* Your objective *
Nothing but the lines from the one containing "If you could mark the strawberry in" to the end of the data should be returned, each exactly as written.
==*==
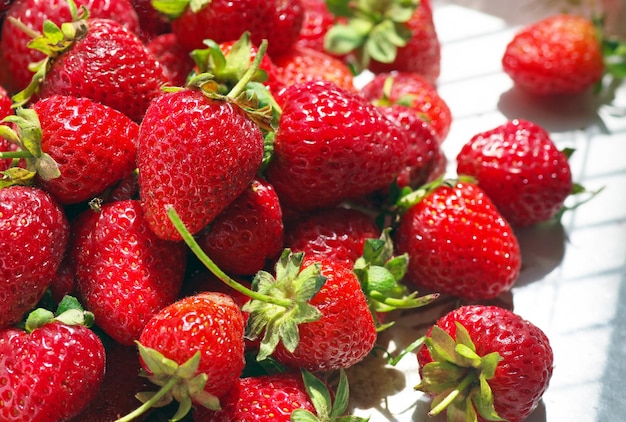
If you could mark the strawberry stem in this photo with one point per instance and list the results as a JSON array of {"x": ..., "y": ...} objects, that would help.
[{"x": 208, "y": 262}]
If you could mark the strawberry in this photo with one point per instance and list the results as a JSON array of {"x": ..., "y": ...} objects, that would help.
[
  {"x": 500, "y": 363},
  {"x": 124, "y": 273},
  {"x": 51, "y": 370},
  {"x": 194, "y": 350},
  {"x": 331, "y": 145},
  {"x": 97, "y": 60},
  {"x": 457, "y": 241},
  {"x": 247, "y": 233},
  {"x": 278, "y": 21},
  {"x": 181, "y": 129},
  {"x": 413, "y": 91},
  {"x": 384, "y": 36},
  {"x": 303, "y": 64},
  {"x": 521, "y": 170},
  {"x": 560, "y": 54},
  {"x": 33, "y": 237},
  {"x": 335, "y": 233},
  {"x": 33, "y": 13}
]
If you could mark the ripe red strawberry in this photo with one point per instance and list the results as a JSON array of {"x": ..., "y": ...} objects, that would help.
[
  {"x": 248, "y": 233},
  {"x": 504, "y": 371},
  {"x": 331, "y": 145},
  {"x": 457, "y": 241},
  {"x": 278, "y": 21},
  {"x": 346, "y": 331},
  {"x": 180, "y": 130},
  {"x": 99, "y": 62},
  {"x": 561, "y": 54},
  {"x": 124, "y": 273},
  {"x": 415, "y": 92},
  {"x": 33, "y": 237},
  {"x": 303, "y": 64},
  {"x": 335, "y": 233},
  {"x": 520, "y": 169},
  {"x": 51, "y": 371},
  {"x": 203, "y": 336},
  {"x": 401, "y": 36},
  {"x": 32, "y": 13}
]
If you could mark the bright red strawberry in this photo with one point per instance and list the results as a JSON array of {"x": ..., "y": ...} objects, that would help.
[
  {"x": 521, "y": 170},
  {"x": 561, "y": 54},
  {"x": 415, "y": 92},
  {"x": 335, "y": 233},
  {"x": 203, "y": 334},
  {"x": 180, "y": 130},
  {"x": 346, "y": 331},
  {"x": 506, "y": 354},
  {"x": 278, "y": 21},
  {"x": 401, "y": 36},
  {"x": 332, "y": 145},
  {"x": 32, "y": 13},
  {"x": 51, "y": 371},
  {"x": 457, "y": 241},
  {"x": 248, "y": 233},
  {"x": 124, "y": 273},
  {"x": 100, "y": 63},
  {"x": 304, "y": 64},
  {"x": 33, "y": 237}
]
==*==
* Problem solution *
If you could mark the strawberry in this photo with one point per instance and list the results as a JSON array of {"x": ..., "y": ...} objects, that would help.
[
  {"x": 500, "y": 363},
  {"x": 124, "y": 273},
  {"x": 51, "y": 370},
  {"x": 194, "y": 350},
  {"x": 331, "y": 145},
  {"x": 97, "y": 60},
  {"x": 457, "y": 241},
  {"x": 247, "y": 233},
  {"x": 278, "y": 21},
  {"x": 181, "y": 129},
  {"x": 413, "y": 91},
  {"x": 384, "y": 36},
  {"x": 303, "y": 64},
  {"x": 521, "y": 170},
  {"x": 560, "y": 54},
  {"x": 33, "y": 237},
  {"x": 335, "y": 233},
  {"x": 33, "y": 13}
]
If you could mark the ripe red strawberry in this photo with one point per instance and list the results as a JSON array of {"x": ..., "y": ...} objects, that would help.
[
  {"x": 248, "y": 233},
  {"x": 504, "y": 371},
  {"x": 331, "y": 145},
  {"x": 457, "y": 241},
  {"x": 278, "y": 21},
  {"x": 346, "y": 331},
  {"x": 180, "y": 130},
  {"x": 99, "y": 62},
  {"x": 561, "y": 54},
  {"x": 124, "y": 273},
  {"x": 415, "y": 92},
  {"x": 33, "y": 237},
  {"x": 303, "y": 64},
  {"x": 335, "y": 233},
  {"x": 520, "y": 169},
  {"x": 51, "y": 371},
  {"x": 203, "y": 336},
  {"x": 401, "y": 36},
  {"x": 32, "y": 13}
]
If you could mark the bright red strawberry in this photo with one point per instance and list the results as a JSON array of {"x": ..., "y": ...} objects, that would help.
[
  {"x": 521, "y": 170},
  {"x": 561, "y": 54},
  {"x": 415, "y": 92},
  {"x": 335, "y": 233},
  {"x": 203, "y": 334},
  {"x": 180, "y": 130},
  {"x": 346, "y": 331},
  {"x": 506, "y": 354},
  {"x": 278, "y": 21},
  {"x": 401, "y": 36},
  {"x": 332, "y": 145},
  {"x": 32, "y": 13},
  {"x": 51, "y": 371},
  {"x": 457, "y": 241},
  {"x": 248, "y": 233},
  {"x": 124, "y": 273},
  {"x": 100, "y": 63},
  {"x": 304, "y": 64},
  {"x": 33, "y": 237}
]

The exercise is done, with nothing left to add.